Only an exact repetition of the entries will do.

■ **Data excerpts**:
•••

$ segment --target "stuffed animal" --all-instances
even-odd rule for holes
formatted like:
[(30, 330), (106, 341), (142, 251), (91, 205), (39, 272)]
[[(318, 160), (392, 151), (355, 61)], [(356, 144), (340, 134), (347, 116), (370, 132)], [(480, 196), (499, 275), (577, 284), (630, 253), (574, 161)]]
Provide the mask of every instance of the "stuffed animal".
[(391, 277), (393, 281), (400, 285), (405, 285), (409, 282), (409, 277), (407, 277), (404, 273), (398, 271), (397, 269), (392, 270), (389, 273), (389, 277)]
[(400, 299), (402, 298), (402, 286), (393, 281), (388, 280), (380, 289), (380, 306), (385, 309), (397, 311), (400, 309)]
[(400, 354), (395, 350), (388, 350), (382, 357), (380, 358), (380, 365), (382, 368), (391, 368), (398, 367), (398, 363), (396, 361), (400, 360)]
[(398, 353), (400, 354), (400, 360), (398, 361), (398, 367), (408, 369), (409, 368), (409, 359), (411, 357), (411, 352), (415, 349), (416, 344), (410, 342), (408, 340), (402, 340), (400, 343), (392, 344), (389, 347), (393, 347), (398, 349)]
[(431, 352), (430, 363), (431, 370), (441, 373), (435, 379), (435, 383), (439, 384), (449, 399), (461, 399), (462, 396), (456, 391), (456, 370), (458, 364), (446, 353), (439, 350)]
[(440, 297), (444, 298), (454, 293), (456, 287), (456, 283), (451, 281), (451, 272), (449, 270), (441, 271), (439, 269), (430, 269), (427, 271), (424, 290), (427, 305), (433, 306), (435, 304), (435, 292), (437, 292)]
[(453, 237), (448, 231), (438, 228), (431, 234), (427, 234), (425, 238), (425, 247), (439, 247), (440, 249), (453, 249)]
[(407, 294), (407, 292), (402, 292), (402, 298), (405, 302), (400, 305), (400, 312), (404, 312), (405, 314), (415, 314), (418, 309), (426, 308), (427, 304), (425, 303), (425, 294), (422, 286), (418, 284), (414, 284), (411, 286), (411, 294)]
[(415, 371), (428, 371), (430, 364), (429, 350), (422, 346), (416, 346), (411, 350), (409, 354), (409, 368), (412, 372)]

•••

■ **Answer to this task**:
$ segment --target "stuffed animal" --all-instances
even-odd rule for holes
formatted like:
[(30, 330), (106, 341), (142, 251), (91, 205), (39, 272)]
[[(318, 160), (392, 151), (355, 61)], [(356, 144), (340, 134), (347, 116), (370, 132)], [(480, 196), (499, 275), (577, 284), (630, 253), (574, 161)]]
Provide the mask of every instance of the "stuffed animal".
[(391, 277), (393, 281), (400, 285), (405, 285), (409, 282), (409, 277), (407, 277), (404, 273), (398, 271), (397, 269), (392, 270), (389, 273), (389, 277)]
[(400, 299), (402, 298), (402, 286), (393, 281), (388, 280), (380, 289), (380, 306), (385, 309), (397, 311), (400, 309)]
[(400, 354), (395, 350), (388, 350), (382, 357), (380, 358), (380, 365), (382, 368), (391, 368), (398, 367), (398, 363), (396, 361), (400, 360)]
[(398, 353), (400, 354), (400, 360), (398, 361), (398, 367), (408, 369), (409, 368), (409, 359), (411, 357), (411, 352), (415, 349), (416, 344), (410, 342), (408, 340), (402, 340), (400, 343), (392, 344), (389, 347), (393, 347), (398, 349)]
[(431, 352), (430, 363), (431, 370), (441, 373), (435, 379), (435, 383), (439, 384), (449, 399), (461, 399), (462, 396), (456, 391), (456, 370), (458, 364), (446, 353), (439, 350)]
[(440, 297), (444, 298), (454, 293), (456, 287), (456, 283), (451, 281), (451, 272), (449, 270), (441, 271), (439, 269), (430, 269), (427, 271), (424, 290), (427, 305), (433, 306), (435, 304), (435, 292), (437, 292)]
[(453, 237), (448, 231), (438, 228), (431, 234), (427, 234), (425, 238), (425, 247), (439, 247), (440, 249), (453, 249)]
[(407, 294), (407, 292), (402, 292), (402, 298), (405, 302), (400, 305), (400, 312), (404, 312), (405, 314), (415, 314), (418, 309), (426, 308), (427, 304), (425, 303), (425, 294), (422, 286), (418, 284), (414, 284), (411, 286), (411, 294)]
[(415, 371), (428, 371), (430, 364), (429, 350), (422, 346), (416, 346), (411, 350), (409, 354), (409, 368), (412, 372)]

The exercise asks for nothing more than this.